#### Text:
-.-.-
19 May 2011

[pdx] Urban Archaeology at the Burlingame Fred Meyer (updated x 2)

2626.(Update, 23 May 11 1957) Just came down from the high induced by watching this posting being mentioned on local TV. KGW's "Live @ 7" program, broadcast weekdays from 7-7:30 PM, mentioned it as a part of the "Web Links" section, selected by producer Aaron Weiss and reported on by Steph Stricklen. Not only was Steph's reporting on the bit articulate and nifty, but she said my last name correctly! Seriously, you'd be surprised how many people have trouble with the name Klein.

Not only does this solidify my Live @ 7 fandom, it bears witness to the fact that, while all the Portland TV stations are fairly nifty, KGW's crew - and especially the Live @ 7 staff - are the most adept at connecting with viewers and fans on the Intartubez and the twitter-device. For your handy reference, the twitter-point for Steph Stricklen is @StephStricklen and for producer Aaron and the Live @ 7 production juggernaut is @TheSquare. This post is also linked from the Monday Links section at http://www.kgw.com/thesquare/inside/Mondays-links-122477424.html. And thank you, guys!

(Update, 20 May 11 0915) A friendly indvidual, fellow-traveller 'sputnik housewares' from the comments, pointed me at a nifty vintage picture of the FM Burlingame sign going in. Please see the bottom of this postng for the goods.

The Burlingame Fred Meyer store, located near where Terwilliger Blvd and Barbur Blvd meet I-5 in southwest Portland, is one of the oldest stores but has survived over the years where stores like the old Hollywood store (NE Sandy and 41st) and the Rose City (NE 72nd, where Sandy and Fremont cross) haven't perhaps because there aren't any other good Fred Meyers in convenient distance. Thanks to its small size, it's been presented as a "Fred Meyer Marketplace" (a term, I understand, for smaller Freddy's such as this one and the Stadium store), and boasts about the last vintage Fred Meyer sign that I can find.

During this season, Fred Meyer closed the store to put it through a balls-to-the-wall remodel. Everything was cleaned out, out to the walls of the old building. The Chase bank brand moved a couple hundred yards east, to the old Hollywood Video store on the west side of SW Barbur between Bertha Blvd and Terwilliger, but the rest won't be back until this Fall, according to the banners around the site. At this point, the building is extremely cleaned out:

Burlingame Fred Meyer 1

Naturally, having the outside off the way it is, the building has had its skin removed; we're looking at the bones. It's more interesting than I thought it would be. For instance, in the above photo, notice the slanting-out faces of the vertical supports. They have details on, some grooves in the masonry that add visual interest, and there are mansard-style caps on each of them.
-.-.-
#### What this task involves:
Please set down the passage of the Burlingame Fred Meyer post starting at "Not only does" and ending at "thank you, guys!", copying it word for word.

#### Dataset extract:
-.-.-
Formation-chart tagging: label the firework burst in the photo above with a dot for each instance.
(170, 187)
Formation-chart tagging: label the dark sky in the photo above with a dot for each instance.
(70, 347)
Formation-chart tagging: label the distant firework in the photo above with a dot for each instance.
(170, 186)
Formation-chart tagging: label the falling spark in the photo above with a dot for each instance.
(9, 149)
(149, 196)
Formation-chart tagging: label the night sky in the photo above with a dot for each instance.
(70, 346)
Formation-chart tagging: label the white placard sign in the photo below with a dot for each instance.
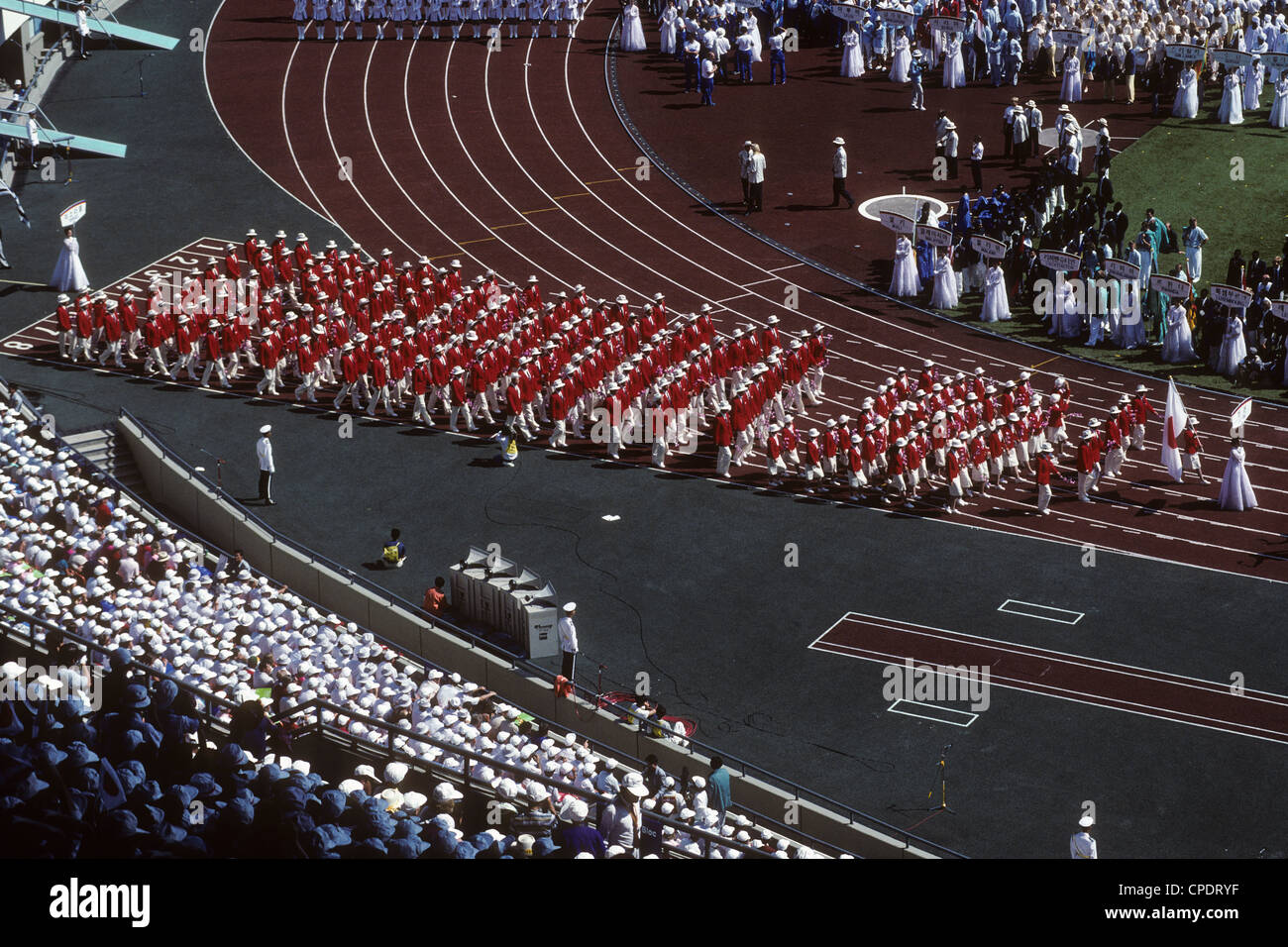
(947, 25)
(893, 17)
(988, 248)
(898, 222)
(72, 214)
(1185, 52)
(1231, 58)
(935, 236)
(1240, 414)
(1231, 295)
(1059, 261)
(1170, 285)
(1122, 269)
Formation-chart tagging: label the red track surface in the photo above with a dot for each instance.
(1068, 677)
(511, 158)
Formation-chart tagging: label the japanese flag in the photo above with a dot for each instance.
(1173, 423)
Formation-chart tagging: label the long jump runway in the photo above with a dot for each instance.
(1214, 705)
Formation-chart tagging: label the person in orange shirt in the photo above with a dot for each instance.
(436, 600)
(1193, 450)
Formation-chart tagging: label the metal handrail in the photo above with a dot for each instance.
(738, 766)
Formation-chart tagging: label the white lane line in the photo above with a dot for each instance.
(947, 711)
(1030, 609)
(1077, 697)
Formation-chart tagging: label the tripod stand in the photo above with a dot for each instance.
(943, 781)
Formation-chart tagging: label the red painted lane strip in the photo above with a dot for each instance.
(1070, 677)
(381, 192)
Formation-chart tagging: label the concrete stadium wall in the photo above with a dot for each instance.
(220, 522)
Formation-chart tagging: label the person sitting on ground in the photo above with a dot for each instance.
(394, 553)
(1253, 371)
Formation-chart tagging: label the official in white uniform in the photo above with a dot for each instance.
(265, 451)
(568, 639)
(1081, 844)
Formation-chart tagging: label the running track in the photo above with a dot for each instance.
(1067, 677)
(518, 161)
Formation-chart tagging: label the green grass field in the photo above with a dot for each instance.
(1183, 169)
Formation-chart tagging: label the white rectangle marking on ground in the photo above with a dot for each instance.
(1046, 612)
(948, 712)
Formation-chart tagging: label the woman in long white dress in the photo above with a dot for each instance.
(1253, 80)
(1069, 315)
(1070, 86)
(666, 25)
(1232, 101)
(754, 27)
(1186, 105)
(954, 73)
(1131, 321)
(903, 281)
(1234, 350)
(851, 59)
(1177, 344)
(632, 30)
(997, 307)
(1279, 110)
(1235, 487)
(944, 295)
(902, 58)
(68, 273)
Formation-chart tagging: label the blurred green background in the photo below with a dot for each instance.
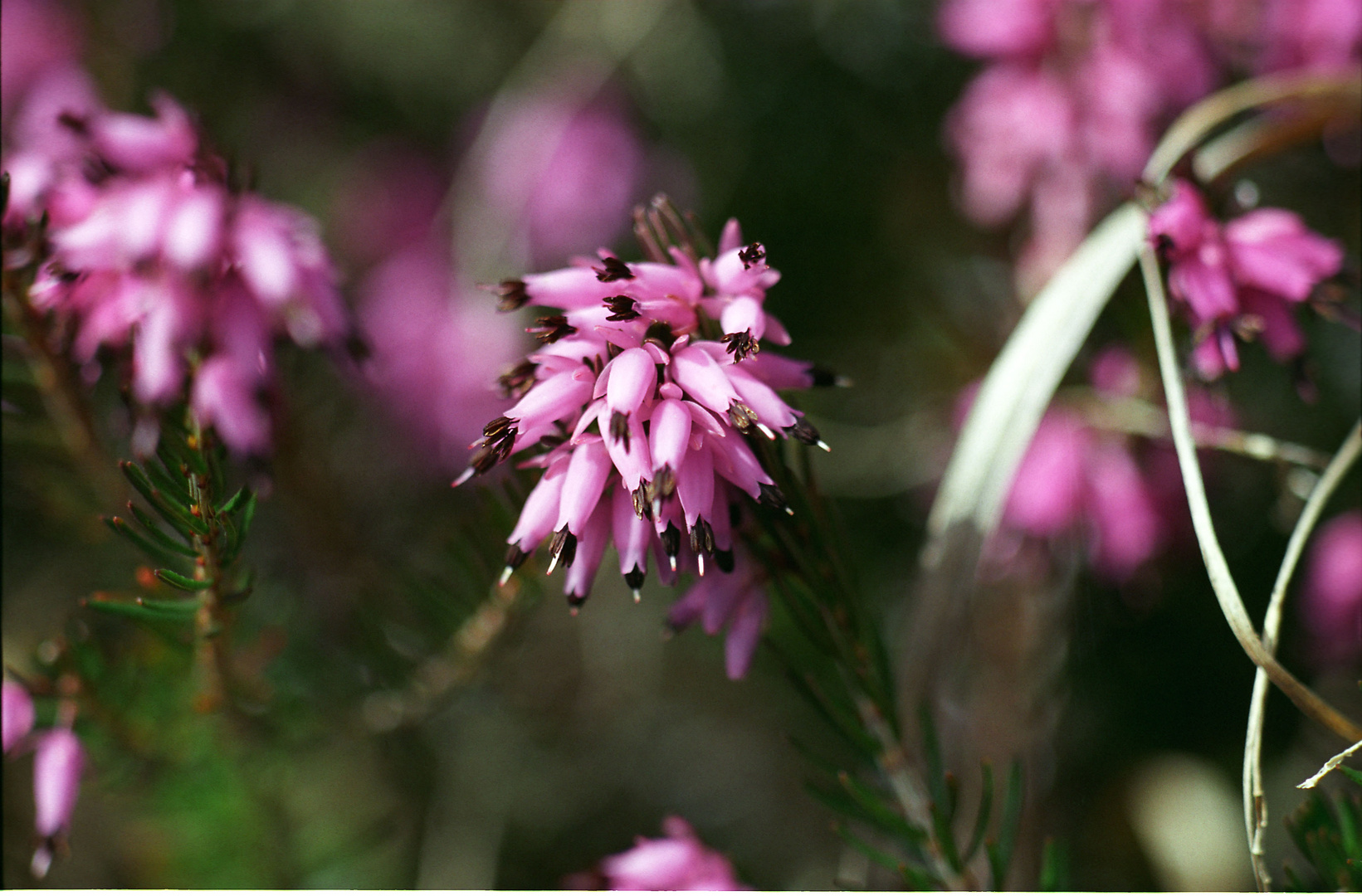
(390, 747)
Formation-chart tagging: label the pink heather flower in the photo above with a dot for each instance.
(567, 174)
(676, 861)
(57, 762)
(36, 36)
(18, 713)
(1066, 112)
(151, 250)
(1331, 602)
(1241, 278)
(1315, 34)
(641, 403)
(436, 353)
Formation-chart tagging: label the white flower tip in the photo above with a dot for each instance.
(41, 861)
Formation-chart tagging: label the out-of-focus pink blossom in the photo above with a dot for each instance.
(1313, 34)
(151, 250)
(57, 762)
(437, 349)
(1241, 278)
(565, 173)
(677, 861)
(641, 399)
(17, 713)
(1066, 112)
(1331, 602)
(36, 36)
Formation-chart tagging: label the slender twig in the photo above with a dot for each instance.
(1328, 767)
(1138, 417)
(1198, 123)
(1255, 805)
(1217, 567)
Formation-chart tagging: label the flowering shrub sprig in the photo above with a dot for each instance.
(153, 246)
(639, 405)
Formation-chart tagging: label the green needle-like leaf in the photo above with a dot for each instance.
(159, 534)
(184, 583)
(140, 541)
(981, 821)
(146, 611)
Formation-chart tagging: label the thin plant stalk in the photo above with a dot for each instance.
(1255, 805)
(1217, 567)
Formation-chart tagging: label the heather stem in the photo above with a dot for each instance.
(1255, 806)
(1218, 569)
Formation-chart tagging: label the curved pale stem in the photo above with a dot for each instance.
(1255, 806)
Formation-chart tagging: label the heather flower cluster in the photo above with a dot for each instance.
(1076, 477)
(1244, 278)
(677, 861)
(639, 403)
(151, 246)
(1075, 91)
(57, 762)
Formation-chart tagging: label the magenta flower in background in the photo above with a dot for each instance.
(641, 402)
(1331, 601)
(57, 764)
(1242, 278)
(565, 174)
(151, 250)
(1067, 110)
(17, 713)
(436, 346)
(676, 861)
(36, 37)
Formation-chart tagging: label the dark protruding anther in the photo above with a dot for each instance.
(550, 329)
(518, 380)
(622, 308)
(511, 295)
(613, 270)
(661, 334)
(771, 496)
(671, 539)
(701, 537)
(620, 428)
(741, 416)
(563, 549)
(740, 345)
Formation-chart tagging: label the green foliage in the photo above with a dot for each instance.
(1328, 832)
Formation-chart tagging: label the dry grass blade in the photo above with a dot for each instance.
(1217, 567)
(1255, 806)
(1022, 382)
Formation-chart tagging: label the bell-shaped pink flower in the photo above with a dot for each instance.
(17, 713)
(642, 401)
(1244, 277)
(679, 862)
(57, 762)
(1331, 601)
(153, 251)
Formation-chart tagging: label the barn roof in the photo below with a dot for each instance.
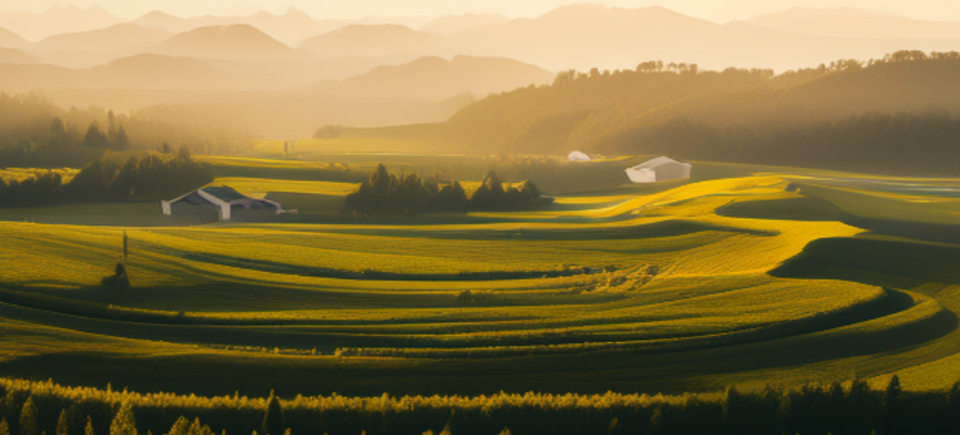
(224, 193)
(654, 163)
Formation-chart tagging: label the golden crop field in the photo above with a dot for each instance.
(748, 280)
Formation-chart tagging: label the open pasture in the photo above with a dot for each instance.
(669, 287)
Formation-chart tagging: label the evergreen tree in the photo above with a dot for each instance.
(180, 427)
(63, 423)
(273, 418)
(124, 423)
(29, 418)
(95, 138)
(121, 142)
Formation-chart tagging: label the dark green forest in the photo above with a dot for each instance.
(851, 409)
(386, 195)
(149, 176)
(34, 132)
(899, 114)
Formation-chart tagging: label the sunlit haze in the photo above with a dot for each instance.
(941, 10)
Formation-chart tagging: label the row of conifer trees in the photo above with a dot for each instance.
(44, 408)
(148, 176)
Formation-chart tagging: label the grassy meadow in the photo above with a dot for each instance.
(743, 276)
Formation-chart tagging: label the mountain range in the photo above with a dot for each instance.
(578, 37)
(435, 78)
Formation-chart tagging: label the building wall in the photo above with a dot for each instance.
(672, 171)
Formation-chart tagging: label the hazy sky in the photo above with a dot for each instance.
(715, 10)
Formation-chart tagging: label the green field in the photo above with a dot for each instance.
(744, 275)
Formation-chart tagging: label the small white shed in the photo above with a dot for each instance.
(659, 169)
(224, 199)
(578, 156)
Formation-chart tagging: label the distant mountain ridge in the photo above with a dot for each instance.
(435, 78)
(621, 111)
(233, 42)
(375, 40)
(114, 38)
(58, 19)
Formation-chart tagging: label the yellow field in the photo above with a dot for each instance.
(683, 287)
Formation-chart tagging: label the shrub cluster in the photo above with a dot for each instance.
(35, 408)
(386, 195)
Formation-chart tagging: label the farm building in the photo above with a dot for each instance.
(225, 201)
(578, 156)
(659, 169)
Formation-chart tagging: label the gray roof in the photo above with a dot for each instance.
(224, 193)
(653, 163)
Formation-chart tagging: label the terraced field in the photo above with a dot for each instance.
(767, 278)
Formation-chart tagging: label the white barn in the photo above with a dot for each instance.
(659, 169)
(225, 199)
(578, 156)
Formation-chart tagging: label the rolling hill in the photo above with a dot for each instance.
(114, 38)
(736, 115)
(233, 42)
(854, 23)
(10, 55)
(436, 78)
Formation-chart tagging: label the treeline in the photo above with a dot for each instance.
(36, 408)
(34, 132)
(627, 110)
(905, 143)
(385, 195)
(150, 176)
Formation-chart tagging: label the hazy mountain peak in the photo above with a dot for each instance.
(436, 78)
(228, 42)
(373, 40)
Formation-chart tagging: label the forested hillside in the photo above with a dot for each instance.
(34, 132)
(896, 114)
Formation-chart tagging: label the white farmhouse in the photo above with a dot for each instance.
(578, 156)
(659, 169)
(225, 200)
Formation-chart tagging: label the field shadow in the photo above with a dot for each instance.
(874, 262)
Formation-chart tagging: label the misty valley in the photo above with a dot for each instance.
(592, 220)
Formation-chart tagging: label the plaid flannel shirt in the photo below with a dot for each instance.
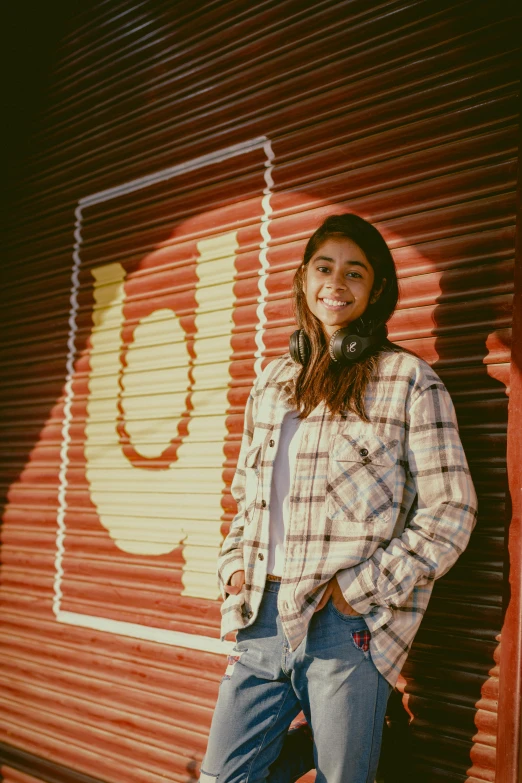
(387, 506)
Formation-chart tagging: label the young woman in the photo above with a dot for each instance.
(353, 495)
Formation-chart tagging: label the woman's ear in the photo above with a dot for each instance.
(378, 291)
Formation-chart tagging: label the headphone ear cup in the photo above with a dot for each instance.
(346, 347)
(300, 346)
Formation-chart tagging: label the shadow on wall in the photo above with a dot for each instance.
(448, 676)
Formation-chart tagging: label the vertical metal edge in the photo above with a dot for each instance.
(509, 741)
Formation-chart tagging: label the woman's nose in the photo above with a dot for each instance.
(338, 281)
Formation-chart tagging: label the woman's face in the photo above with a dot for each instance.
(339, 284)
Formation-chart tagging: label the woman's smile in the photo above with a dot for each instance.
(334, 304)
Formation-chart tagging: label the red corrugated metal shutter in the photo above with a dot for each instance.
(186, 154)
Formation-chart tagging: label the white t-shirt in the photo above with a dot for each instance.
(282, 479)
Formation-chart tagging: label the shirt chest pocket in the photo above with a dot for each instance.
(362, 478)
(252, 476)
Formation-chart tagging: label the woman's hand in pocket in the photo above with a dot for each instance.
(235, 583)
(334, 592)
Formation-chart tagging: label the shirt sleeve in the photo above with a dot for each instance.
(445, 512)
(231, 554)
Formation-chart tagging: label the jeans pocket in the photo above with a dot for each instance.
(349, 618)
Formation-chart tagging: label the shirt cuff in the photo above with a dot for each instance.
-.-.-
#### Response:
Not only does this solidify my Live @ 7 fandom, it bears witness to the fact that, while all the Portland TV stations are fairly nifty, KGW's crew - and especially the Live @ 7 staff - are the most adept at connecting with viewers and fans on the Intartubez and the twitter-device. For your handy reference, the twitter-point for Steph Stricklen is @StephStricklen and for producer Aaron and the Live @ 7 production juggernaut is @TheSquare. This post is also linked from the Monday Links section at http://www.kgw.com/thesquare/inside/Mondays-links-122477424.html. And thank you, guys!